**SUPPLIED INFORMATION**
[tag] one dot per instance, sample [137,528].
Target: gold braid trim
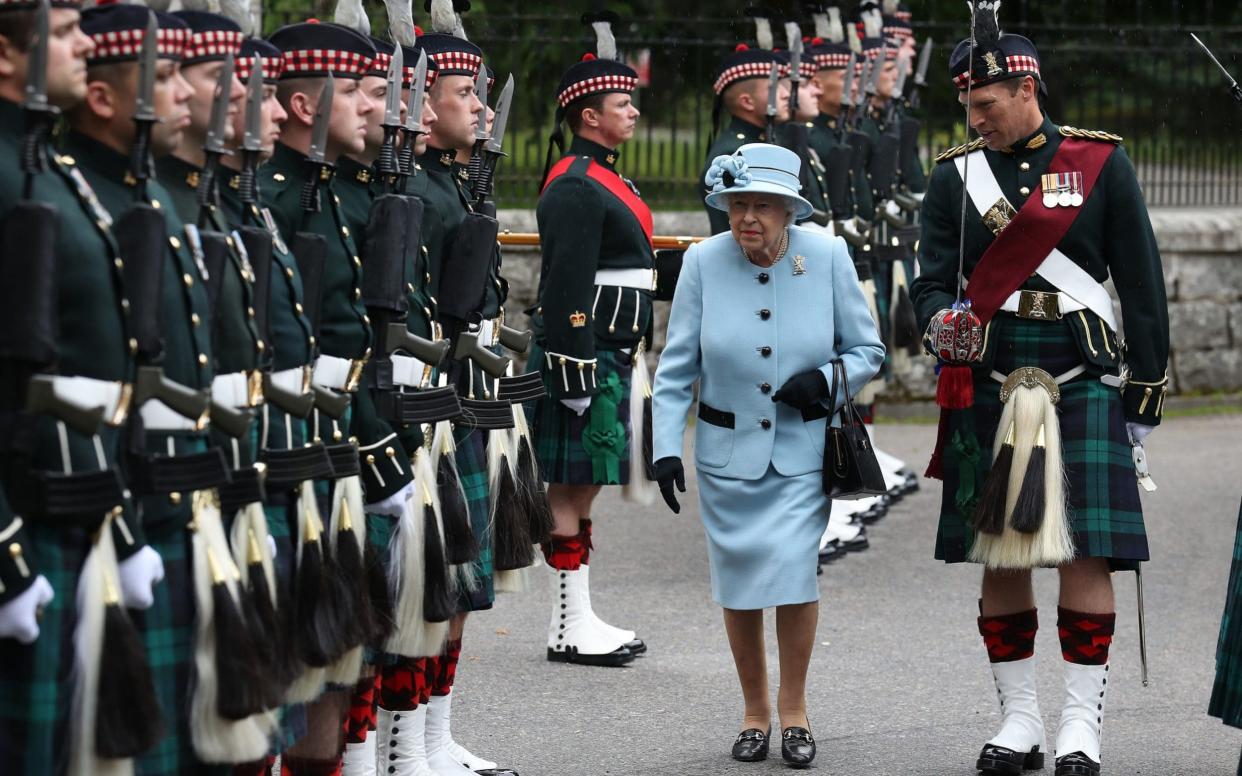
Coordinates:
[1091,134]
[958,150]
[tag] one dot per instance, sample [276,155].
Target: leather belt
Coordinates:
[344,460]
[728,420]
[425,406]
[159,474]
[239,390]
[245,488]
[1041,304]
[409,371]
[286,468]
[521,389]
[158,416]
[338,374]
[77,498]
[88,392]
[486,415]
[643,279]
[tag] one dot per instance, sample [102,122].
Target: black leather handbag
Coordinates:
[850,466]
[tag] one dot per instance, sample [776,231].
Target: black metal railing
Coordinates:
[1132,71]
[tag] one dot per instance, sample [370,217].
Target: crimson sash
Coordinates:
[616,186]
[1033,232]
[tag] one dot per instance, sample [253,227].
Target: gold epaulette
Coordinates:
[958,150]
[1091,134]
---
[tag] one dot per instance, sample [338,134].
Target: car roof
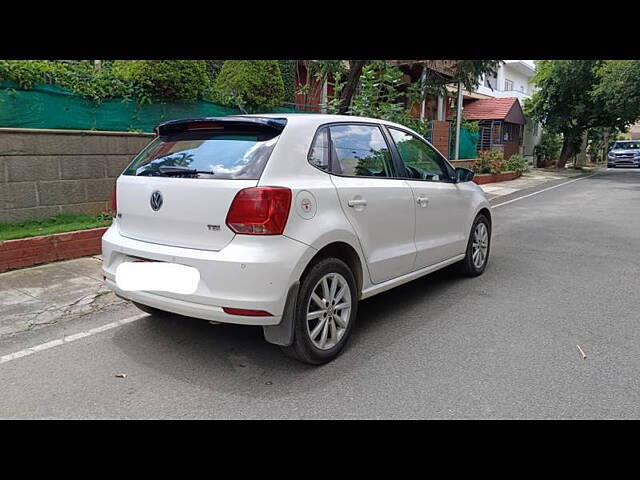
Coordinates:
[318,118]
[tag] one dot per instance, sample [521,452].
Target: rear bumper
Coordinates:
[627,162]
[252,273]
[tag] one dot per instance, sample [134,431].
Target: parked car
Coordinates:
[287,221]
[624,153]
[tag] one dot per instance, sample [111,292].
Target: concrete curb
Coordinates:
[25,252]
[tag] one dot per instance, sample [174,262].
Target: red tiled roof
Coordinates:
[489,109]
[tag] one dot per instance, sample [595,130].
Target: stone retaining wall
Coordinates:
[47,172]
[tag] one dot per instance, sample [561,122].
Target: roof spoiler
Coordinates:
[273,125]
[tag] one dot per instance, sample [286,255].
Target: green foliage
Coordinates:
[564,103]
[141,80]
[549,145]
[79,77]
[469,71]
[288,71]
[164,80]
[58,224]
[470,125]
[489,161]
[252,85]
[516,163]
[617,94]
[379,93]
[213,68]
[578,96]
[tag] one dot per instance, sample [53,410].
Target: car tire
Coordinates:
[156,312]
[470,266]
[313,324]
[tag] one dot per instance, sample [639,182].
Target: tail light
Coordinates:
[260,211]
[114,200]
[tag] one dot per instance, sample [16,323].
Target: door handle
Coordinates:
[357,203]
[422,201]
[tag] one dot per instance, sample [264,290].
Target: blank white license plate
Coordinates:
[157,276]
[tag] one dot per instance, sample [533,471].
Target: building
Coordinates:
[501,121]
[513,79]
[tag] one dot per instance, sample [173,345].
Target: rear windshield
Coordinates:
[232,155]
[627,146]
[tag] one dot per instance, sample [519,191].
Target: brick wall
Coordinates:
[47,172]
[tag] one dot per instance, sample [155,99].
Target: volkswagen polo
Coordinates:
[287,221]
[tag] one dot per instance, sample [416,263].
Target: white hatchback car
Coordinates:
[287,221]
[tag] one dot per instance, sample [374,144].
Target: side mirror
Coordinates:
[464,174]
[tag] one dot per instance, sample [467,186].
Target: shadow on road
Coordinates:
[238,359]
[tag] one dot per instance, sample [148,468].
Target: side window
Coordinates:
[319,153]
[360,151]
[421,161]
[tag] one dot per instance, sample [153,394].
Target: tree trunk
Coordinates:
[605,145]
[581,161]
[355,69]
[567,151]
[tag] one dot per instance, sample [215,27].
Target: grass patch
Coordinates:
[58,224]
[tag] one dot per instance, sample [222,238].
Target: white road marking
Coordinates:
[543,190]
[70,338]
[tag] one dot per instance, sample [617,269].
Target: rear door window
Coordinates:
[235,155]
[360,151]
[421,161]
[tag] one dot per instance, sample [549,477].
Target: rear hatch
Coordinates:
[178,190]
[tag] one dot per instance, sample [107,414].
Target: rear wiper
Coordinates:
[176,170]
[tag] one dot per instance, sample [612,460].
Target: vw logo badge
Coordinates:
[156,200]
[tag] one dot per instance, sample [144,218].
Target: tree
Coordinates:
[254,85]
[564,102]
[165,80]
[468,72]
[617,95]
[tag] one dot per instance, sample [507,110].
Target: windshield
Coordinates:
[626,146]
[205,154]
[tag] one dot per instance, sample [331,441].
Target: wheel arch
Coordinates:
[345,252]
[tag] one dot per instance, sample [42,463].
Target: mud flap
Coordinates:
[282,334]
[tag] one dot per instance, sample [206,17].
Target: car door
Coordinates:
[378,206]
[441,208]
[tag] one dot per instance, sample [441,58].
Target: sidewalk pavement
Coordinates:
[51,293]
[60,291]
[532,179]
...
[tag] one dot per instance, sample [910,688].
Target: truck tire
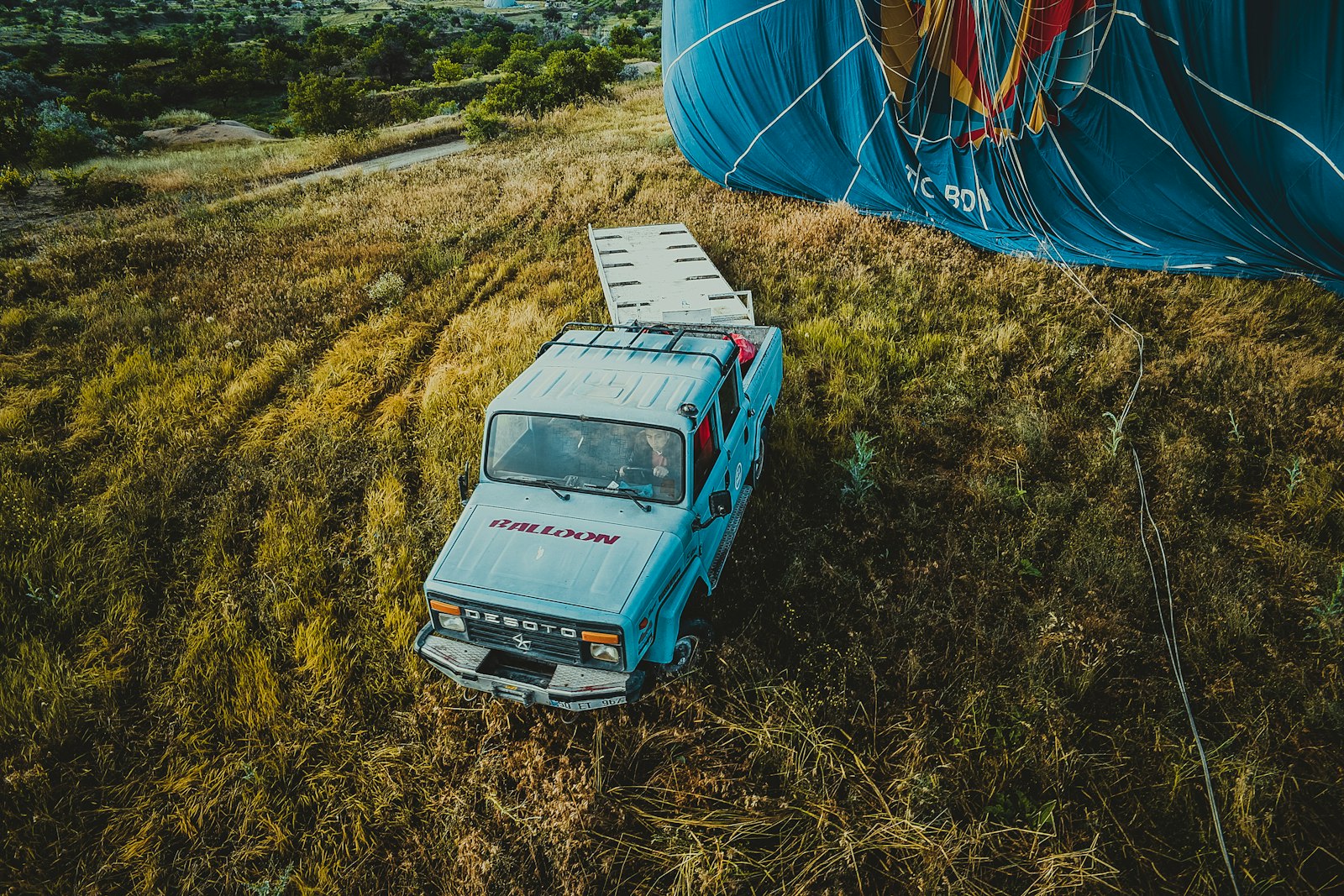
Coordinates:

**WORK REQUIRED**
Where a line in the listing holds the string "road", include it in the count, then report the total alone.

**RESPONSE**
2